PHOENIX (AP) — Early voting started Wednesday in Arizona, with counties opening sites for people to cast ballots and county Recorders mailing millions of early ballots to voters signed up to receive them.
More than 75% of Arizona's approximately 4.1 million registered voters are permanently signed up to receive mail ballots, and a large number of those who don't vote by mail vote early. In the August primary, more than 80% of the ballots cast were sent in or cast before Election Day.
Democrat Joe Biden is hoping to win the presidency in part by winning Arizona for his party for the first time since Bill Clinton won re-election in 1996. He plans to visit the state Thursday.
Biden and running mate Sen. Kamala Harris are set to meet with tribal leaders in Phoenix and then give a speech and take a bus tour with stops to talk with voters and small business owners in Phoenix and Tempe.

Dataset entries:
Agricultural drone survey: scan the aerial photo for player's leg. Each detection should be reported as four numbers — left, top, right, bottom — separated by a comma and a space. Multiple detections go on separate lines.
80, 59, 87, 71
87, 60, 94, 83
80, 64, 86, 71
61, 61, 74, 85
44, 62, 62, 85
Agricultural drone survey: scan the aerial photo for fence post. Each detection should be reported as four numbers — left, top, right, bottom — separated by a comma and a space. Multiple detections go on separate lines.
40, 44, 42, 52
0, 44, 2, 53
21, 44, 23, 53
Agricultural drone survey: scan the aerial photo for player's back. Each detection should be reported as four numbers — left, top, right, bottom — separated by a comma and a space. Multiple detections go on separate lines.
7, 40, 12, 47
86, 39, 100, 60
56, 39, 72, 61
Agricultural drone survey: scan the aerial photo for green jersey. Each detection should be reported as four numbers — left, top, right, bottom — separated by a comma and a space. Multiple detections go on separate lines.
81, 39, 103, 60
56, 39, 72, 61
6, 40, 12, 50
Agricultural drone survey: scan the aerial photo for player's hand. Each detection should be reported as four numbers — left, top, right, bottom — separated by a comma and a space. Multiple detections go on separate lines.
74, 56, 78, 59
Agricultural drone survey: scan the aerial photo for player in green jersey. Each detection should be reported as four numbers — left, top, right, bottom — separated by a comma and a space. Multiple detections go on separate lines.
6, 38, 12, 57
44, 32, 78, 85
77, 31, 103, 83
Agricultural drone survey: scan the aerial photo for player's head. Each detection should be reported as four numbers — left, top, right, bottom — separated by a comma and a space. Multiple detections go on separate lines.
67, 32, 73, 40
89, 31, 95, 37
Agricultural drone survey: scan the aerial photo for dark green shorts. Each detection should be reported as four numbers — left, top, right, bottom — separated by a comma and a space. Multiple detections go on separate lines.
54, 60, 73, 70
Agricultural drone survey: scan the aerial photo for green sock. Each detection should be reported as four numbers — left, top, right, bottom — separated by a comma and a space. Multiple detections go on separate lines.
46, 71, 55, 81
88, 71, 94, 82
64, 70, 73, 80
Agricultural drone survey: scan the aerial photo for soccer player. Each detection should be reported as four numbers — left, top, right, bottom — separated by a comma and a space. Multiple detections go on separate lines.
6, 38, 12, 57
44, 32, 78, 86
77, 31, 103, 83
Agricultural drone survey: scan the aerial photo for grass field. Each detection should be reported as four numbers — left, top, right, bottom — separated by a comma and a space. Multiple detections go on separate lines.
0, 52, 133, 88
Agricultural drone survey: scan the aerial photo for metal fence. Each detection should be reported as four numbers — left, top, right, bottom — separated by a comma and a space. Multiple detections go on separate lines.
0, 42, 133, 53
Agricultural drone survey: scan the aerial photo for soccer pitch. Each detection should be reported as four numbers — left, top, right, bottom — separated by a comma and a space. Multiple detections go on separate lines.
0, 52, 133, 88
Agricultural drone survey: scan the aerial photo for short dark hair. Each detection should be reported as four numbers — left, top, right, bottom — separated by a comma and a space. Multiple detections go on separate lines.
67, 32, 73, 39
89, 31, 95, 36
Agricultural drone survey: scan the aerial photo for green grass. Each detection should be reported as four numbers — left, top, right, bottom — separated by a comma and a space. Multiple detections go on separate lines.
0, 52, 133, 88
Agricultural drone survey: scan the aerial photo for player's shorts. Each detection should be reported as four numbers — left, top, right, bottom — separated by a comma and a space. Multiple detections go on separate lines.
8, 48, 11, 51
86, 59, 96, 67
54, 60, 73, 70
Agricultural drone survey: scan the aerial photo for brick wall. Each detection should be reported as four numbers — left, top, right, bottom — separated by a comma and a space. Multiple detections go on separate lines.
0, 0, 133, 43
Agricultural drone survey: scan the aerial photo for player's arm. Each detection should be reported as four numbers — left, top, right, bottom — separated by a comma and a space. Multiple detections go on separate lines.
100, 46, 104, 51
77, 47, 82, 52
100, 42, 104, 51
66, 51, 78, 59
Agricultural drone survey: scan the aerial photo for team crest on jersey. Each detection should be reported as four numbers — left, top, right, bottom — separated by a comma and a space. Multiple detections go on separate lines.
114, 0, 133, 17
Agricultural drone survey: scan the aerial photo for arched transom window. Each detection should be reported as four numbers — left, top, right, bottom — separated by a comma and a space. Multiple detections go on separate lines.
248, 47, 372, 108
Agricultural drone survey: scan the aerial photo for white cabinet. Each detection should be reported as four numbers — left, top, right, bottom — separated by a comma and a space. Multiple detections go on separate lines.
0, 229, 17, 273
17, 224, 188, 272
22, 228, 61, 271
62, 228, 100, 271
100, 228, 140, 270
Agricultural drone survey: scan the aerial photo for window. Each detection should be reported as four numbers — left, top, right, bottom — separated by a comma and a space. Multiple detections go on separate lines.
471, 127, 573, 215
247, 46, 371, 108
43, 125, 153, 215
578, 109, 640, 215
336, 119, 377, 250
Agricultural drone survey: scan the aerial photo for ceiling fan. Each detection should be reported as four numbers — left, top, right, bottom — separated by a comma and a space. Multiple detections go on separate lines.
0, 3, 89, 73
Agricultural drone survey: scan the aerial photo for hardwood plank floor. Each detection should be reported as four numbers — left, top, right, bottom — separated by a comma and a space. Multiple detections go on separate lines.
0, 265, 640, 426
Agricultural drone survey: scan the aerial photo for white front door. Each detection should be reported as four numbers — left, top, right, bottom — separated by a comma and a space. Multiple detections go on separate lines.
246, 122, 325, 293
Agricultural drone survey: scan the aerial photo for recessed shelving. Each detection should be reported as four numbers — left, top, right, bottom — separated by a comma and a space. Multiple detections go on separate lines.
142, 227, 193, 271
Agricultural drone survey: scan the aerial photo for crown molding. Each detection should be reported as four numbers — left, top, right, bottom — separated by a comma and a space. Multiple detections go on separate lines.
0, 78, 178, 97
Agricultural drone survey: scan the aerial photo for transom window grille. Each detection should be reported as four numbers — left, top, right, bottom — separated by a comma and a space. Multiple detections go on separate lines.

• Exercise aim
Reproduce the portion of the Arizona early voting report beginning at the words that contain "PHOENIX (AP) —" and stopping after "the state Thursday.". The data stand apart from the Arizona early voting report and form separate material.

• Answer for the task
PHOENIX (AP) — Early voting started Wednesday in Arizona, with counties opening sites for people to cast ballots and county Recorders mailing millions of early ballots to voters signed up to receive them.
More than 75% of Arizona's approximately 4.1 million registered voters are permanently signed up to receive mail ballots, and a large number of those who don't vote by mail vote early. In the August primary, more than 80% of the ballots cast were sent in or cast before Election Day.
Democrat Joe Biden is hoping to win the presidency in part by winning Arizona for his party for the first time since Bill Clinton won re-election in 1996. He plans to visit the state Thursday.